SD: I started with the
idea of a chapbook, really, a very short collection of pieces arranged
around a theme, under the working title Some Themes of the Second Bush
Administration (which I later used as the title for a
story that very much fits with, but postdates, this collection). I
batted the chapbook around for a while, but it kept growing, frankly,
as there were so many angles and aspects of what I wanted to talk about
– the sense of terror and addiction to news in The Disaster Addict,
for instance, or the various solipsistic responses to war and trauma
in The Heart of
It All, etc. – so soon I had something more like a book,
and Matt DiGangi of Thieves
Jargon and Thieves Jargon Press, who’d had me as a weekly
writer for a while and had been and remains a strong supporter of my
work, he put me in touch with a fellow from Vagabond Press, down in
Texas, and one afternoon at a conference in Boulder I skipped a session
and put together the manuscript to Songs
of Insurgency instead.
TSR: How did
you choose which stories to include and in what order?

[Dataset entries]
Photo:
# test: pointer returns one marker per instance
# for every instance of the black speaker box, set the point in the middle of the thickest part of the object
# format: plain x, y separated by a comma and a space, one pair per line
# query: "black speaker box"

*Tasks to complete*
• a. Decide whether each statement agrees with the interview excerpt, answering yes or no and quoting the deciding words: (i) The working title of the chapbook was later reused as the title of a story. (ii) The manuscript was assembled during a session at a conference in Boulder. (iii) Matt DiGangi had published the writer weekly for a time.
• b. List every line of the records that contains the string "speaker", with case counting.
The records bear no relation to the interview excerpt.

*Answers in order*
• a.
(i) Yes: "which I later used as the title for a story that very much fits with, but postdates, this collection"
(ii) No: "I skipped a session and put together the manuscript to Songs of Insurgency instead"
(iii) Yes: "who’d had me as a weekly writer for a while"

• b.
# for every instance of the black speaker box, set the point in the middle of the thickest part of the object
# query: "black speaker box"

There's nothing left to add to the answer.